--- AIM OF THE TASK ---
Would you set down the lines running from the one that holds "Practice step: find the green" to the final line of the listing, both included, exactly and with no others?

--- RECORDED DATA ---
━━━━━━

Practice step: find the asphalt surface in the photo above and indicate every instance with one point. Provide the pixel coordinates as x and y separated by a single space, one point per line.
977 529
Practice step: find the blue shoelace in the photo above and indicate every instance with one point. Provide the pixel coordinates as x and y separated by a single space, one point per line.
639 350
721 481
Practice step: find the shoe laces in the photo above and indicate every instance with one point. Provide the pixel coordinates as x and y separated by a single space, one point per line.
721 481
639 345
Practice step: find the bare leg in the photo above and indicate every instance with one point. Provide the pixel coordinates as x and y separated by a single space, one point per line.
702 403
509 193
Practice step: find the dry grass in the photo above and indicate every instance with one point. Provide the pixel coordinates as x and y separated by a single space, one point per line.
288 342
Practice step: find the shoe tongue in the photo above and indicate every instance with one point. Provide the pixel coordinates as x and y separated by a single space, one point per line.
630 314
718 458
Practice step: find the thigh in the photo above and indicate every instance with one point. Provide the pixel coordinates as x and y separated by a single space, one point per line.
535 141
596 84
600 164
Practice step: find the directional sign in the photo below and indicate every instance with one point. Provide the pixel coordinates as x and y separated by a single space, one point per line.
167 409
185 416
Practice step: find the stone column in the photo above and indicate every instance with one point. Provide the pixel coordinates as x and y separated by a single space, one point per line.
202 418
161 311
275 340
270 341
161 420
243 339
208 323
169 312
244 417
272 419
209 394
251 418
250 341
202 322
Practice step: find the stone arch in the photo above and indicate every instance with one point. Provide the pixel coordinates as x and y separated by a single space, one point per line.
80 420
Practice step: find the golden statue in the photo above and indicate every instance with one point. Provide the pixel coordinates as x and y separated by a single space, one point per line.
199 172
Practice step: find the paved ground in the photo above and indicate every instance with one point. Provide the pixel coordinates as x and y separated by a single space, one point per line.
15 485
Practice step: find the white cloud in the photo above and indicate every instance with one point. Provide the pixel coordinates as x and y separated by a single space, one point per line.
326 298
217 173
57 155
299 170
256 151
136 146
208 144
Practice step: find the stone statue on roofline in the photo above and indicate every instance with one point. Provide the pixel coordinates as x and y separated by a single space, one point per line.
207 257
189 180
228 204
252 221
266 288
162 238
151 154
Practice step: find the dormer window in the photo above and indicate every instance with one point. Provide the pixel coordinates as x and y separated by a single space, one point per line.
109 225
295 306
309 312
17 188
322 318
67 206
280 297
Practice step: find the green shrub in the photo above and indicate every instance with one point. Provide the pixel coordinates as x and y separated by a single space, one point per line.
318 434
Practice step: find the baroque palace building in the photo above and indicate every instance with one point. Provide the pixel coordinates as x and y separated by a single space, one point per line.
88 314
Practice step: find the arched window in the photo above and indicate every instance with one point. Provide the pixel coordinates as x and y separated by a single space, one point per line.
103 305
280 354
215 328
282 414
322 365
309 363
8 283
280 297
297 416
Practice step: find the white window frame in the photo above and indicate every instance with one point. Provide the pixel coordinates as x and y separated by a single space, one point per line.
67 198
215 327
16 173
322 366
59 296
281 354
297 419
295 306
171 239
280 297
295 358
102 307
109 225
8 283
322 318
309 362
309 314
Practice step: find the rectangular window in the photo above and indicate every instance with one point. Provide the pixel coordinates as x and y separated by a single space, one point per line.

━━━━━━

--- OUTPUT BELOW ---
Practice step: find the green shrub in the photo above and indicate every instance with one point. Provide the pixel coordinates as x and y separated by a single space, one point per line.
318 434
Practice step: find the baroque palace building in the photo above and indicate every instance with one point. Provide the pixel coordinates as x and y separated by a single space, one point per line.
88 314
Practice step: find the arched window in the photo above and indicate every instance with one point. Provide the pixel coordinates as x and y separated by a single space, one point per line.
103 305
280 354
215 328
282 414
322 365
309 363
8 283
280 297
297 416
Practice step: find the white window frame in the photo above and indicate every instance with one point. Provide the pixel coordinates as x and y separated by a single space, one point per line.
67 198
215 327
16 173
322 366
59 296
281 354
297 419
295 306
171 239
280 297
295 358
102 307
109 225
8 283
322 318
309 362
309 314
Practice step: find the rectangular window in the photo above and indicate every instance with one point. Provide the pixel coordinates as x and y separated by a single space, one point per line.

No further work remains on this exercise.